Could you update the listing below by replacing every "single dot" with "single point" and leaving everything else unchanged?

▶ SUPPLIED MATERIAL:
----------

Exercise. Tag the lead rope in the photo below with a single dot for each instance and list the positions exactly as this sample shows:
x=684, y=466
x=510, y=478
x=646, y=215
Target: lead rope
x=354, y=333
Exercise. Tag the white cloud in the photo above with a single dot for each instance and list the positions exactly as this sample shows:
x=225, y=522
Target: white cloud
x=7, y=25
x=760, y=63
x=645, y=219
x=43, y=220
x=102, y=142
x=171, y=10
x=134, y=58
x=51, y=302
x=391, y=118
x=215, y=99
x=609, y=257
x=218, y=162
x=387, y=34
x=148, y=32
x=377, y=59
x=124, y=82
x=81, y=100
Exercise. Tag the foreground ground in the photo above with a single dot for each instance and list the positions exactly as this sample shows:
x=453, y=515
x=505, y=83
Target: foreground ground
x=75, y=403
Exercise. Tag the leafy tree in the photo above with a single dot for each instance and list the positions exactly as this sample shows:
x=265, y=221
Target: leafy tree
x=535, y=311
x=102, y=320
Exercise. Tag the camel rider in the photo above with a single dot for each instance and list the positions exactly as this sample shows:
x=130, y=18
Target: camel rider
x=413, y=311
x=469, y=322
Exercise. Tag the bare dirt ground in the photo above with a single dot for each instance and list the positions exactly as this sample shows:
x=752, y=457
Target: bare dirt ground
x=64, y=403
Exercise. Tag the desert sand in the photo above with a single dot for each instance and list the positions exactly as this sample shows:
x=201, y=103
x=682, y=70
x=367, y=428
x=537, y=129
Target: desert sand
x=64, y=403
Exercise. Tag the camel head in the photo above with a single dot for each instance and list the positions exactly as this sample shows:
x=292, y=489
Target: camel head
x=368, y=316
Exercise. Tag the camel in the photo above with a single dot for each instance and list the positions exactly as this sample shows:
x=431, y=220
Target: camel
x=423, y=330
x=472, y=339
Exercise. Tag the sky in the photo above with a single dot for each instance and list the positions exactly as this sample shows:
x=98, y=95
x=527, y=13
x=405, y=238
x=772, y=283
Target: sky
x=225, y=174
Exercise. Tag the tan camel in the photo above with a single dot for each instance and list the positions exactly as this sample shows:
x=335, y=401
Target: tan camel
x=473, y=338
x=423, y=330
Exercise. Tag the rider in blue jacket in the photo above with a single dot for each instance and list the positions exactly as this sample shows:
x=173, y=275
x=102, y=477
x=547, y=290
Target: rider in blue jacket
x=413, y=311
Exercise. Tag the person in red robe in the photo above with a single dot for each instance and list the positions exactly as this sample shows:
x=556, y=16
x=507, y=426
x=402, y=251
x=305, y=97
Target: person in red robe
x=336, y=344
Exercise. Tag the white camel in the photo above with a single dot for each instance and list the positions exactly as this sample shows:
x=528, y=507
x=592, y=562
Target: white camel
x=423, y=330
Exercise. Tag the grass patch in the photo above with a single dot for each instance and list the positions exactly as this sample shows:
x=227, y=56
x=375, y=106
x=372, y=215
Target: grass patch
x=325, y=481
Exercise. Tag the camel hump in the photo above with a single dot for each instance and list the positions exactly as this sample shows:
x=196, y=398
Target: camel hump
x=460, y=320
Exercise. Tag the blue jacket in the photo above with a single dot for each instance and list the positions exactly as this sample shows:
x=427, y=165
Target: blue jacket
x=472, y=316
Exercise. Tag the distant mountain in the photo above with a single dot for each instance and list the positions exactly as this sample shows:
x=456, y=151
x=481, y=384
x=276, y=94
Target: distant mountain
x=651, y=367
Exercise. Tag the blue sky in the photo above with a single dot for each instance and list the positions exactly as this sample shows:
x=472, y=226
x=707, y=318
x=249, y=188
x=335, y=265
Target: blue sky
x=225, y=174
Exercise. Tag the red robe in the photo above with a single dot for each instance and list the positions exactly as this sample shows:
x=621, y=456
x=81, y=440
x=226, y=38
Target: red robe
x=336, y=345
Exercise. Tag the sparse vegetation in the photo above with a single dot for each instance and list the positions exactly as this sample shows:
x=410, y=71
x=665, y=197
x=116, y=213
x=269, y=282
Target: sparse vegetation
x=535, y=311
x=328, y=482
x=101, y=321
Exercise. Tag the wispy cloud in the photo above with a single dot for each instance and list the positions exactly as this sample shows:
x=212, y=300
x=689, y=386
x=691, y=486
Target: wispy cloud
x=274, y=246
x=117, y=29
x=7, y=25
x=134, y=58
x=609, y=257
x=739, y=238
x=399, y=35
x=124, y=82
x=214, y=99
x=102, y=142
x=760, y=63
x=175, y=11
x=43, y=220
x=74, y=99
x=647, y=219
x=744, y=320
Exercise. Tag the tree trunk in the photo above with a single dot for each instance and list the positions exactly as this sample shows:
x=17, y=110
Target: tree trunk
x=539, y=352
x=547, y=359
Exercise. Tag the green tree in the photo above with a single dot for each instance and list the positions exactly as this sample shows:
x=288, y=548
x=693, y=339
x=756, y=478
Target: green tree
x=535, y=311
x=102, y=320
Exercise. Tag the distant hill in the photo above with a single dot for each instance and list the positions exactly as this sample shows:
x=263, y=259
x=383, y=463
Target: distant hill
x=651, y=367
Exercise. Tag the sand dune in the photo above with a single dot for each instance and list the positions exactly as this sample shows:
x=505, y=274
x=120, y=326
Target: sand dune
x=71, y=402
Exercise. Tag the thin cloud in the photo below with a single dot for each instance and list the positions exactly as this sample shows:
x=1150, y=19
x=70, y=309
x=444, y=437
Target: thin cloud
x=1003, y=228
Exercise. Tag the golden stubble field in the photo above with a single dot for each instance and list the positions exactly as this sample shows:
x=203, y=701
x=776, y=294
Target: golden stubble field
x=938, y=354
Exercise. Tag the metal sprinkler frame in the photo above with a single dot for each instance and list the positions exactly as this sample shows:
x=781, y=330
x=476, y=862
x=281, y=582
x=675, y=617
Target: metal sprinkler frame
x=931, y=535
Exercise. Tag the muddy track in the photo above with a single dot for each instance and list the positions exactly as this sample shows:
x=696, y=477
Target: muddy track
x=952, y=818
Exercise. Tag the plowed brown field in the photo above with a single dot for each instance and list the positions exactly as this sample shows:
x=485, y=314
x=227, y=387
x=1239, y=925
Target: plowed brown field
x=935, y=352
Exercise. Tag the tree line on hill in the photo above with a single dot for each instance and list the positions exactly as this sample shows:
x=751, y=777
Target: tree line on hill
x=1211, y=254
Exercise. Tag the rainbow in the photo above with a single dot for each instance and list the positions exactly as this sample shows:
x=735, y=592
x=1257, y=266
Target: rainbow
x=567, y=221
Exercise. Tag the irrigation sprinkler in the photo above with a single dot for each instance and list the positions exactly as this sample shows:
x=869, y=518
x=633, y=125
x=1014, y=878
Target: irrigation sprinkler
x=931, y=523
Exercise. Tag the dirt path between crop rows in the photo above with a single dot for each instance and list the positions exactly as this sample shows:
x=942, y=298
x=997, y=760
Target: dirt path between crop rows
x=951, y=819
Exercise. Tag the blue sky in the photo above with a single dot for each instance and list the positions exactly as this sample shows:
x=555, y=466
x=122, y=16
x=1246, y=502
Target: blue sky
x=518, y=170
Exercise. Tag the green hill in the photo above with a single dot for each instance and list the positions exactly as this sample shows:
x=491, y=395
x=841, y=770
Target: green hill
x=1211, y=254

----------

▶ CORRECT OUTPUT:
Exercise. Tag the lead rope in the photo below with a single point for each instance and list the positions exactly as this sample shows:
x=684, y=466
x=510, y=478
x=646, y=215
Target: lead rope
x=354, y=333
Exercise. Tag the white cloud in the photo above with a single point for each instance and list the positions exactly as this sample shows:
x=225, y=522
Target: white cloud
x=7, y=25
x=760, y=63
x=645, y=219
x=43, y=220
x=102, y=142
x=171, y=10
x=134, y=58
x=51, y=302
x=391, y=118
x=215, y=99
x=609, y=257
x=218, y=162
x=387, y=34
x=148, y=32
x=377, y=59
x=124, y=82
x=81, y=100
Exercise. Tag the foreground ground in the photo above with a single point for each instance and list the positions exactly as this sample shows:
x=453, y=515
x=505, y=83
Target: foreground ground
x=75, y=403
Exercise. Tag the leafy tree in the photo above with a single point for each instance and list the positions exactly as this sample shows:
x=265, y=221
Target: leafy tree
x=535, y=311
x=102, y=320
Exercise. Tag the camel rider in the photo above with a single point for each instance and list the positions exactly as this sample shows:
x=130, y=18
Target: camel rider
x=413, y=311
x=469, y=322
Exercise. Tag the bare dirt ground in the photo above with a single point for each instance and list the positions exactly as this sample shows:
x=752, y=457
Target: bare dirt ground
x=64, y=403
Exercise. Tag the desert sand in the photo above with a single point for each instance and list the positions exactly as this sample shows:
x=201, y=103
x=682, y=70
x=367, y=428
x=537, y=129
Target: desert sand
x=64, y=403
Exercise. Tag the camel head in the photo above with a single point for each instance and list the positions exactly as this sample shows:
x=292, y=489
Target: camel head
x=368, y=316
Exercise. Tag the camel in the photo above with a single point for each instance and list the positions exactly as this sample shows:
x=431, y=220
Target: camel
x=423, y=330
x=472, y=339
Exercise. Tag the sky in the photo above with a single point for each instance and list the positions exactly as this sample shows:
x=98, y=95
x=527, y=13
x=405, y=238
x=772, y=283
Target: sky
x=225, y=174
Exercise. Tag the tan camel in the photo above with a single point for each instance and list the positions exactly as this sample shows:
x=335, y=401
Target: tan camel
x=473, y=338
x=423, y=330
Exercise. Tag the rider in blue jacket in the photo above with a single point for each instance and list the positions exactly as this sample shows:
x=173, y=275
x=102, y=477
x=547, y=290
Target: rider in blue jacket
x=413, y=311
Exercise. Tag the person in red robe in the photo above with a single point for each instance and list the positions exactly as this sample shows:
x=556, y=16
x=507, y=426
x=402, y=251
x=305, y=97
Target: person in red robe
x=336, y=344
Exercise. Tag the white camel in the photo above with a single point for each instance and list the positions exactly as this sample shows:
x=528, y=507
x=592, y=562
Target: white camel
x=423, y=330
Exercise. Tag the grass patch in the photo above with a single point for each instance and list the positions exactly as this sample shows:
x=227, y=56
x=375, y=106
x=372, y=215
Target: grass patch
x=325, y=481
Exercise. Tag the camel hump in the photo above with a single point for each instance and list the positions exactly as this sample shows:
x=196, y=398
Target: camel hump
x=460, y=320
Exercise. Tag the blue jacket in the photo above with a single point for each instance and list the positions exactly as this sample shows:
x=427, y=165
Target: blue jacket
x=472, y=316
Exercise. Tag the distant mountain in the photo above with a single point for each instance and list the positions exactly as this sample shows:
x=456, y=151
x=481, y=384
x=276, y=94
Target: distant mountain
x=651, y=367
Exercise. Tag the blue sky in the photo above with a single point for each instance and list the positions exactly as this sample shows:
x=472, y=226
x=707, y=318
x=249, y=188
x=335, y=265
Target: blue sky
x=225, y=174
Exercise. Tag the red robe in the photo above with a single point for each instance and list the positions exactly as this sample shows:
x=621, y=456
x=81, y=440
x=226, y=38
Target: red robe
x=336, y=345
Exercise. Tag the sparse vegetation in the photo above with a single point for each instance and list the positions exactly as this sample shows:
x=410, y=71
x=665, y=197
x=116, y=213
x=269, y=282
Target: sparse vegetation
x=535, y=311
x=328, y=482
x=101, y=321
Exercise. Tag the wispy cloud in the photo above with a single point for each instance and list the positions exactly as this sample shows:
x=212, y=300
x=689, y=386
x=691, y=486
Target: wispy cloud
x=274, y=246
x=117, y=29
x=7, y=25
x=134, y=58
x=609, y=257
x=739, y=238
x=399, y=35
x=124, y=82
x=214, y=99
x=102, y=142
x=760, y=63
x=175, y=11
x=43, y=220
x=74, y=99
x=647, y=219
x=744, y=320
Exercise. Tag the tree trunk in the photo above with a single point for each instance and list the positions exactly as this sample shows:
x=17, y=110
Target: tree trunk
x=539, y=352
x=547, y=359
Exercise. Tag the green tree in the photo above with a single point for each instance and list the positions exactly as this sample shows:
x=288, y=548
x=693, y=339
x=756, y=478
Target: green tree
x=535, y=311
x=102, y=320
Exercise. Tag the distant hill in the photo above with a single point for each instance and list the positions exactly as this sample shows:
x=263, y=259
x=383, y=463
Target: distant hill
x=651, y=367
Exercise. Tag the sand dune in the photo above with a single point for each instance and list the positions exactly as this sample shows:
x=505, y=274
x=120, y=326
Target: sand dune
x=71, y=402
Exercise. Tag the thin cloud in the photo below with a single point for each instance and list the positions exactly as this sample shows:
x=1150, y=19
x=70, y=309
x=444, y=437
Target: thin cloud
x=1003, y=228
Exercise. Tag the golden stubble field in the photo above with a single point for each instance and list the positions exactly as this sample shows:
x=203, y=701
x=776, y=294
Target: golden stubble field
x=938, y=354
Exercise. Tag the metal sprinkler frame in the photo above with a single point for each instance and list the positions exactly as this sample shows:
x=781, y=330
x=476, y=862
x=281, y=582
x=675, y=617
Target: metal sprinkler frame
x=931, y=535
Exercise. Tag the muddy track in the photo above with a single point for each instance and list the positions exactly as this sample shows:
x=696, y=477
Target: muddy track
x=952, y=818
Exercise. Tag the plowed brown field in the photo above with a single point for each instance and list the positions exactly as this sample shows:
x=485, y=314
x=227, y=387
x=1239, y=925
Target: plowed brown field
x=935, y=352
Exercise. Tag the tree line on hill in the photo above with a single point for each instance and list the positions exactly as this sample shows:
x=751, y=777
Target: tree line on hill
x=1211, y=254
Exercise. Tag the rainbow in the photo above with a single point for each instance and list the positions exactly as this sample shows:
x=735, y=592
x=1257, y=266
Target: rainbow
x=567, y=221
Exercise. Tag the irrigation sprinkler in the photo above with a single point for each instance and list the positions exactly as this sample shows:
x=869, y=518
x=633, y=125
x=1014, y=878
Target: irrigation sprinkler
x=931, y=523
Exercise. Tag the dirt path between crop rows in the photo above with a single point for each instance and list the positions exactly as this sample shows:
x=942, y=298
x=997, y=760
Target: dirt path between crop rows
x=951, y=819
Exercise. Tag the blue sky in the photo above with a single point for each instance and list the positions exactly as this sample shows:
x=555, y=466
x=122, y=16
x=1246, y=502
Target: blue sky
x=518, y=170
Exercise. Tag the green hill in the photo above with a single point for each instance and list the positions exactly as this sample shows:
x=491, y=395
x=841, y=770
Target: green hill
x=1211, y=254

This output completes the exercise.